(Document section):

______________________________

Using the data collected in this first phase, we used the Capability, Opportunity, Motivation – Behavior/Behavior Change Wheel (COM-B/BCW), a theory-based framework for designing intervention strategies derived from a synthesis of 19 existing behavior change frameworks , to systematically develop a preliminary design for the intervention strategy. Using this framework, we first identified, prioritized, and categorized key barriers to adoption of self-management practices for asthma in our context. Barriers were prioritized based on potential impact, perceived importance, and feasibility of addressing during this stage of research. We then used the BCW to design intervention components grounded in theory-based behavior change techniques that would target these key barriers to adoption (Fig. 2).
In the second phase of formative research, we carried out two focus groups, one with caregivers of children with asthma (n = 7) and another with local pulmonary physicians (n = 3), to solicit feedback regarding the acceptability and perceived feasibility of each intervention component. Participants also had the opportunity to review preliminary versions of the instruments and materials and provided specific feedback as to how to improve upon the design and content. We then incorporated this feedback into the next version of the design.

______________________________

(Dataset extract):
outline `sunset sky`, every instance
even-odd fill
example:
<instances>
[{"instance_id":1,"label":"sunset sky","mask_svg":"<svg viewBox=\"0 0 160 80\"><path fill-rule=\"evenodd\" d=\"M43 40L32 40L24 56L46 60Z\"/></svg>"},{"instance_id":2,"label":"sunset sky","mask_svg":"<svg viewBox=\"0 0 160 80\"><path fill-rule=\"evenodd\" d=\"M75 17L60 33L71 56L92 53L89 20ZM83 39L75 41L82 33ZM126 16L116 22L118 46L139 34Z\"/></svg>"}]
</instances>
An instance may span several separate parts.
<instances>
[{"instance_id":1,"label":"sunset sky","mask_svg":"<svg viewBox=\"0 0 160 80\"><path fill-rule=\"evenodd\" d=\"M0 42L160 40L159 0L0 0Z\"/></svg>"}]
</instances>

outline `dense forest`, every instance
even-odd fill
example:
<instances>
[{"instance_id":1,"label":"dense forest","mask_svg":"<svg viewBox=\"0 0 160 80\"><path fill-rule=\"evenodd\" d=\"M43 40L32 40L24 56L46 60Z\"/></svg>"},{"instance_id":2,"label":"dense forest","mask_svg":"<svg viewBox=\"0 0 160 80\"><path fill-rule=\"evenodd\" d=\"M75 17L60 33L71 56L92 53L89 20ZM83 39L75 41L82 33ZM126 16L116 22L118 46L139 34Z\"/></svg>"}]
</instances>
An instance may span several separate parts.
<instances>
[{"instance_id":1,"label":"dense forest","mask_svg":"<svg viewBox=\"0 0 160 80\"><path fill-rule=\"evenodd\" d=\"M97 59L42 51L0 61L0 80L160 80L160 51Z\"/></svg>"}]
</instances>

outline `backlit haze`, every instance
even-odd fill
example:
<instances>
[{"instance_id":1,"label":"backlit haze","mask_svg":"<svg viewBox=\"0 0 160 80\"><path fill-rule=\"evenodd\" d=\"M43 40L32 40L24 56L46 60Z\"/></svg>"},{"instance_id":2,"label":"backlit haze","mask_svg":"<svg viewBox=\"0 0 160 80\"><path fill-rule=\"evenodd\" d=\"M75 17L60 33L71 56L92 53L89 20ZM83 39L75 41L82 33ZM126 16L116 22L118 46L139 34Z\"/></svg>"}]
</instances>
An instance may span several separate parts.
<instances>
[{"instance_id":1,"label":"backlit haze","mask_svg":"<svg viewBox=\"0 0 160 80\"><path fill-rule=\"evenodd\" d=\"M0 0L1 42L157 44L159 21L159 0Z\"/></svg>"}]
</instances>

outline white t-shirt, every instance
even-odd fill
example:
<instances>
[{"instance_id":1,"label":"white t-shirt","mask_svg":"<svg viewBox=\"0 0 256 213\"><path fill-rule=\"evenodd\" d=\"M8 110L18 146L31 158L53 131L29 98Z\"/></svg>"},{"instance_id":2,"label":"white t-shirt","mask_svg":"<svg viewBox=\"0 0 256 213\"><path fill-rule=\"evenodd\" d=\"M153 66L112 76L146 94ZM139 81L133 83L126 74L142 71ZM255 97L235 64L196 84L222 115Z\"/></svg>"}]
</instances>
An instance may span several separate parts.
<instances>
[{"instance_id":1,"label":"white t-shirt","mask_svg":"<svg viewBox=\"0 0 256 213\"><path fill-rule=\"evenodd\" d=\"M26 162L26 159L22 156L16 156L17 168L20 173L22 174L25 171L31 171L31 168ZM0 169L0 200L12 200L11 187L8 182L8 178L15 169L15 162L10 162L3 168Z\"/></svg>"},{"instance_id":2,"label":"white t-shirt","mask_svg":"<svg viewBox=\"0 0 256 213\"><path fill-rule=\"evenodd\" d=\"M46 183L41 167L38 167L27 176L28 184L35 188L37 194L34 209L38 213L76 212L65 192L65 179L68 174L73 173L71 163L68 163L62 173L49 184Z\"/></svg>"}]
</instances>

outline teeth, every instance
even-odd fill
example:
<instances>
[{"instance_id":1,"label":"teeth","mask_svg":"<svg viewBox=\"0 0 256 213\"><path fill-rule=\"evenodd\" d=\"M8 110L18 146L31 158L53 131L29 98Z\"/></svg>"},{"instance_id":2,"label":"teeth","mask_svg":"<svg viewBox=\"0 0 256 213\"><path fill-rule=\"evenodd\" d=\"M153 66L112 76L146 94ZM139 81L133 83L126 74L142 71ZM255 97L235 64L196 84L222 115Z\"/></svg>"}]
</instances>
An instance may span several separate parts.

______________________________

(Task instructions):
[1] List the criteria that the passage on asthma intervention design says were used to prioritize barriers.
[2] Quote the passage on asthma intervention design, beginning at the words "Using the data" and stopping after the words "adoption (Fig. 2).".
The records have nothing to do with the passage on asthma intervention design.

(Answer set):
[1]
- Potential impact
- Perceived importance
- Feasibility of addressing during this stage of research

[2]
Using the data collected in this first phase, we used the Capability, Opportunity, Motivation – Behavior/Behavior Change Wheel (COM-B/BCW), a theory-based framework for designing intervention strategies derived from a synthesis of 19 existing behavior change frameworks , to systematically develop a preliminary design for the intervention strategy. Using this framework, we first identified, prioritized, and categorized key barriers to adoption of self-management practices for asthma in our context. Barriers were prioritized based on potential impact, perceived importance, and feasibility of addressing during this stage of research. We then used the BCW to design intervention components grounded in theory-based behavior change techniques that would target these key barriers to adoption (Fig. 2).